Annotation data for object locations:
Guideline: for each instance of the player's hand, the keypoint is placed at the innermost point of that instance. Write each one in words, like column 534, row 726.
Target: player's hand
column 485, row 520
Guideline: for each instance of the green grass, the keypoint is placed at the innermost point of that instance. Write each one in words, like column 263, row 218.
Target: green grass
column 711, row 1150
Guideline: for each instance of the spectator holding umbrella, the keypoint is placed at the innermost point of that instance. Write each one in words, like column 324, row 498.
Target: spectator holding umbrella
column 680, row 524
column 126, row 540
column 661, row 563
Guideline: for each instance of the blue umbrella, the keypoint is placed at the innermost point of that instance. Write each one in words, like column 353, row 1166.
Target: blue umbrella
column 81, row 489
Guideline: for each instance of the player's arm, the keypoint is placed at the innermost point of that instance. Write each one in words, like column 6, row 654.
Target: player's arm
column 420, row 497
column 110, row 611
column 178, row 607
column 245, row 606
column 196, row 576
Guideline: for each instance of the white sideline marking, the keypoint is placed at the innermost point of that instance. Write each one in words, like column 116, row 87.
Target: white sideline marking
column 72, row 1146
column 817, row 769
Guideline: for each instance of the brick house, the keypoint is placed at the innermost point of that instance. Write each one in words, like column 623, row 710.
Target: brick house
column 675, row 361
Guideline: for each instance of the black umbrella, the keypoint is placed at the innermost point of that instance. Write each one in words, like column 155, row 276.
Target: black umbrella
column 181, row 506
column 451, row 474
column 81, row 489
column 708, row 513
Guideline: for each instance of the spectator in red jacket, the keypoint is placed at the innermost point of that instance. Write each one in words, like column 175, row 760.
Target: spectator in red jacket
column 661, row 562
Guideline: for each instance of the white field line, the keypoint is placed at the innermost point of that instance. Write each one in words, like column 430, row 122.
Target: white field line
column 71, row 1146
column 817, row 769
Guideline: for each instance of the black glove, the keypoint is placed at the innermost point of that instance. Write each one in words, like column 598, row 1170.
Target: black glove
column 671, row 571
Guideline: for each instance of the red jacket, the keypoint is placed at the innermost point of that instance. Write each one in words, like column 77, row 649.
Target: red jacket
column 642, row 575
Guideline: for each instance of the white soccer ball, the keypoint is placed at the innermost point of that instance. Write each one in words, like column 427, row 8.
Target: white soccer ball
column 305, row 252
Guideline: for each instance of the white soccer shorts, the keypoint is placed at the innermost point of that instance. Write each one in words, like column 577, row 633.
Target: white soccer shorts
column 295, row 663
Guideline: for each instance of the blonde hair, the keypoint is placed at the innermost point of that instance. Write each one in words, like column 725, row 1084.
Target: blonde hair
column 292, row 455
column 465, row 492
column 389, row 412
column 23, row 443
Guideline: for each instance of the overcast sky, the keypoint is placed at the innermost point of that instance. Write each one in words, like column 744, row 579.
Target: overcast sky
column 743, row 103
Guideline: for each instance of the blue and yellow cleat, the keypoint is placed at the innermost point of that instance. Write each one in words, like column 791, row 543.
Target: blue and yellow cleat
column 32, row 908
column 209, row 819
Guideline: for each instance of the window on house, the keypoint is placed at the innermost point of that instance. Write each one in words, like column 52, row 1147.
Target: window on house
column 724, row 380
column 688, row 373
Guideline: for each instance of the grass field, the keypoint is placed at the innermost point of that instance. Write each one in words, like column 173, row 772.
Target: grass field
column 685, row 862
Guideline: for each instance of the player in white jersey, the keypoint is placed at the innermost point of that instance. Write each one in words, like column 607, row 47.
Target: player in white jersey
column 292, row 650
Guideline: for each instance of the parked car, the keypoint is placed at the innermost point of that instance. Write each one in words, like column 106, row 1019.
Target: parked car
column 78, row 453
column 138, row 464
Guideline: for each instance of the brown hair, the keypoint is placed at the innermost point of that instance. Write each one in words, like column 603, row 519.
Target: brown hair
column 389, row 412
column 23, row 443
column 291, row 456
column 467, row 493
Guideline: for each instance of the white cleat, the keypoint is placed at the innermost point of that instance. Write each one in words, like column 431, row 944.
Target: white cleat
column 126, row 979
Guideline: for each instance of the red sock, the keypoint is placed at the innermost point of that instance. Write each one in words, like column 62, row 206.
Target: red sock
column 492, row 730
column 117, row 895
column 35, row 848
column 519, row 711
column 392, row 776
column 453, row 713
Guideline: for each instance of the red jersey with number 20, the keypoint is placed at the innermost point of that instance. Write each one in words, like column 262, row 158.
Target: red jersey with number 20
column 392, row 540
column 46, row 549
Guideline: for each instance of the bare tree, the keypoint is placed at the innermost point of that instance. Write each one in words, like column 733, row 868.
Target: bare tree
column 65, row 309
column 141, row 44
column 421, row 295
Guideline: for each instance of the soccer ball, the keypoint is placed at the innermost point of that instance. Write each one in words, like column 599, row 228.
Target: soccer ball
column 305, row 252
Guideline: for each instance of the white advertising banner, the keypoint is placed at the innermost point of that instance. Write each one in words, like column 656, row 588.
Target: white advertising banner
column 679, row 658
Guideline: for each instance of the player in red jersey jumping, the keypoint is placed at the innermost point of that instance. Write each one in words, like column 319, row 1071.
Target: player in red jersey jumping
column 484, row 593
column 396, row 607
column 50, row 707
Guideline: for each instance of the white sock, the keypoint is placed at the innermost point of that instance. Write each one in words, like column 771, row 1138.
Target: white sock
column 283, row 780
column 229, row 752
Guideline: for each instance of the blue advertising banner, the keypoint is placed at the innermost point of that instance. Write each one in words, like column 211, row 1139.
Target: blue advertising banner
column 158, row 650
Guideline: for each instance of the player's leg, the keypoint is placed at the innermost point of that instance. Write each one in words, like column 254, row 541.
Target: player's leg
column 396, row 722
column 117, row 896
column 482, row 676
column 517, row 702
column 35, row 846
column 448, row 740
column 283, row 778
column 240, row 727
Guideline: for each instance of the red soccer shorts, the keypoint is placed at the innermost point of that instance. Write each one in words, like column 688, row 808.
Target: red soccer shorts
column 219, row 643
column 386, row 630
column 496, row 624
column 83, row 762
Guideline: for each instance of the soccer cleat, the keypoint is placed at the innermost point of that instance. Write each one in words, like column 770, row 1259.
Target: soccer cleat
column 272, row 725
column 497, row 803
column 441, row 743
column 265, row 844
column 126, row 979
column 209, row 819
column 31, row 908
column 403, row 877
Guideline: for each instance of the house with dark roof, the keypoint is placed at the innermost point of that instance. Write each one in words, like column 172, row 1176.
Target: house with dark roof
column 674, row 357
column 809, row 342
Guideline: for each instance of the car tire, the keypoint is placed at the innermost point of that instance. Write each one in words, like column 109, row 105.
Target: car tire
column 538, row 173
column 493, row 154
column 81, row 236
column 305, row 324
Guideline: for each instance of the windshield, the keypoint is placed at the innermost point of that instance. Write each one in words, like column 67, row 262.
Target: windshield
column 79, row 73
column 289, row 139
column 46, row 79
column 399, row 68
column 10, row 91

**Problem statement**
Output all of the items above as a numbered list, leaving out any blank lines.

**The reply**
1. Guideline: for each instance of the player's hand, the keypoint is placed at the innermost point of that instance. Write each one in words, like column 534, row 726.
2. Target: player's hand
3. column 485, row 520
4. Guideline: for each instance of the green grass, the keypoint is placed at the innermost point of that instance. Write each one in words, like column 263, row 218.
5. Target: green grass
6. column 711, row 1150
7. Guideline: for each instance of the spectator holding umbrella, the keypoint is placed at the innermost point of that instance. Write each one in words, like column 324, row 498.
8. Target: spectator holding umbrella
9. column 680, row 524
10. column 126, row 540
11. column 661, row 563
12. Guideline: for each instance of the blue umbrella, the keypoint is placed at the innermost point of that instance. Write each one in words, like column 353, row 1166.
13. Target: blue umbrella
14. column 81, row 489
15. Guideline: for each instance of the player's arm, the keypoint is placed at the innermost point of that instance. Write each one in words, like column 6, row 654.
16. Target: player's arm
17. column 420, row 497
18. column 110, row 611
19. column 178, row 607
20. column 245, row 606
21. column 196, row 576
22. Guideline: for each instance of the white sideline marking, the keypoint is placed at the innermost point of that instance. Write each one in words, like column 116, row 87.
23. Target: white sideline marking
24. column 72, row 1146
25. column 817, row 769
26. Guideline: for each instance of the brick house, the keypoint is placed at the innermost point of that instance. Write each one in words, like column 623, row 710.
27. Target: brick house
28. column 675, row 361
29. Guideline: for each instance of the black umbrella, the keypoint is placed at the innermost point of that instance. Write each one in words, like column 155, row 276.
30. Target: black umbrella
31. column 181, row 506
32. column 451, row 474
33. column 81, row 489
34. column 708, row 513
35. Guideline: for each instance of the spectator in red jacket, the keypoint is placed at the innermost point of that instance. Write each one in words, like column 175, row 760.
36. Target: spectator in red jacket
37. column 661, row 562
38. Guideline: for each instance of the white field line, the keypoint is placed at the innermost point of that instance. Write each one in words, like column 430, row 122.
39. Target: white field line
40. column 71, row 1146
41. column 817, row 769
42. Guideline: for each instance of the black glove, the keypoint is placed at the innermost point of that instance. Write each one in words, like column 598, row 1170.
43. Target: black glove
44. column 671, row 571
45. Guideline: for each instance of the red jacket, the keypoint is placed at the innermost point of that instance. Write each one in words, like column 77, row 649.
46. Target: red jacket
47. column 642, row 575
48. Guideline: for each instance of the white soccer ball, the keypoint is placed at the innermost point of that instance. Write each one in words, like column 427, row 8.
49. Target: white soccer ball
50. column 305, row 252
51. Guideline: for each instance of the white soccer shorts, the keypoint is placed at the innermost point of that instance. Write each one in words, like column 577, row 633.
52. Target: white soccer shorts
53. column 295, row 663
54. Guideline: for each instance of the blonde hair, the keypoint is placed at the innermost point of that instance. Write each one in words, like column 725, row 1084.
55. Target: blonde hair
56. column 292, row 455
57. column 465, row 492
58. column 389, row 412
59. column 23, row 443
60. Guideline: for each instance of the overcast sky, the keypoint is placed at the innermost point of that instance. Write each one in words, like column 744, row 579.
61. Target: overcast sky
62. column 743, row 103
63. Guideline: for each instance of the blue and yellow cleat, the keypoint is placed at the innermost point of that instance. Write each one in words, like column 791, row 543.
64. Target: blue and yellow cleat
65. column 32, row 908
66. column 209, row 819
67. Guideline: for each instance of the window on house, the keypoint is placed at the innermost point of that instance. Write each one in words, like column 52, row 1147.
68. Target: window on house
69. column 724, row 380
70. column 688, row 373
71. Guideline: for each instance of the grass field, the keypoint is placed at the innermost point of that instance. Write each one in words, like column 173, row 772.
72. Target: grass field
73. column 685, row 862
74. Guideline: for each instance of the player in white jersey, the keypoint is placed at the innermost point of that instance. Write each one in words, like column 607, row 47.
75. Target: player in white jersey
76. column 292, row 650
77. Guideline: for each instance of the parked car, the keypoint is placed at the innermost point of that instance. Write each one in words, like column 106, row 1019.
78. Target: parked car
79. column 78, row 453
80. column 138, row 464
81. Guideline: for each instance of the brown hair, the keypoint is placed at the innermost point of that instance. Write each one in words, like column 603, row 519.
82. Target: brown hair
83. column 389, row 412
84. column 23, row 443
85. column 291, row 456
86. column 467, row 493
87. Guideline: for each instance of the white cleat, the keypoint is placed at the innermost point of that instance. Write each one in words, like column 431, row 944.
88. Target: white cleat
89. column 126, row 979
90. Guideline: for each instance of the red sock, the keypoint is placed at the innermost point of that instance. Write each one in words, like column 62, row 206.
91. Target: red sock
92. column 492, row 730
93. column 117, row 895
94. column 35, row 848
95. column 519, row 711
96. column 392, row 776
97. column 453, row 713
98. Guideline: for each instance of the red jersey with number 20, the keypoint is placed at the innermost point of that instance. Write each one in words, like column 262, row 158.
99. Target: red jersey with number 20
100. column 392, row 540
101. column 46, row 549
102. Guideline: for each instance of the bare tree, the keypoint is placed at the innermost point of that instance. Write each one in words, like column 733, row 868.
103. Target: bare tree
104. column 65, row 309
105. column 141, row 44
106. column 421, row 295
107. Guideline: for each instance of the soccer ball, the keypoint is placed at the innermost point of that instance. Write each one in words, like column 599, row 228.
108. Target: soccer ball
109. column 305, row 252
110. Guideline: for each instance of the white advertising banner, the keypoint is placed at the innermost point of that instance. Write each one in words, like column 656, row 588.
111. Target: white advertising banner
112. column 679, row 658
113. Guideline: for each instance of the player in red jersey jumping, the keypoint is placed at the innermost point of that instance. Write each one in words, like column 319, row 1071.
114. Target: player in red jersey jumping
115. column 484, row 593
116. column 396, row 607
117. column 50, row 707
118. Guideline: for each instance of the white sock, the keypoint is placed at the innermost point of that instance. Write each one in words, like column 771, row 1138.
119. Target: white sock
120. column 283, row 780
121. column 229, row 752
122. Guideline: for each instance of the blue advertising banner, the keypoint is placed at the innermost point of that instance. Write each one in words, like column 211, row 1139.
123. Target: blue advertising banner
124. column 158, row 650
125. Guideline: for each instance of the player's leg, the keypoint is placed at the innermost point of that instance. Write each one in words, like column 254, row 541.
126. Target: player's leg
127. column 396, row 722
128. column 117, row 896
129. column 482, row 676
130. column 517, row 702
131. column 35, row 846
132. column 448, row 740
133. column 283, row 778
134. column 240, row 727
135. Guideline: for each instance of the red soccer shorts, the keypoint is placed at the innermost point of that instance. Write each one in words, like column 688, row 808.
136. Target: red soccer shorts
137. column 219, row 643
138. column 386, row 630
139. column 496, row 624
140. column 83, row 762
141. Guideline: for each instance of the soccer cleat, the keypoint is placed at the innermost point of that instance. Write each one in words, like column 770, row 1259.
142. Target: soccer cleat
143. column 272, row 725
144. column 497, row 803
145. column 441, row 743
146. column 265, row 844
147. column 126, row 979
148. column 209, row 819
149. column 31, row 908
150. column 403, row 877
151. Guideline: for each instance of the house with dark roof, the keypoint is placed at the innermost point of that instance. Write each one in words, like column 172, row 1176.
152. Target: house with dark roof
153. column 674, row 357
154. column 809, row 342
155. Guideline: for each instance of the car tire, the keypoint is placed at the innermost point of that instance. Write each one in words, like column 109, row 105.
156. Target: car tire
157. column 538, row 173
158. column 493, row 154
159. column 81, row 236
160. column 305, row 324
161. Guideline: for each instance of the windshield, the keypoint is placed at the innermost point of that instance. Write each one in words, like column 67, row 262.
162. Target: windshield
163. column 79, row 73
164. column 289, row 139
165. column 46, row 79
166. column 399, row 68
167. column 10, row 91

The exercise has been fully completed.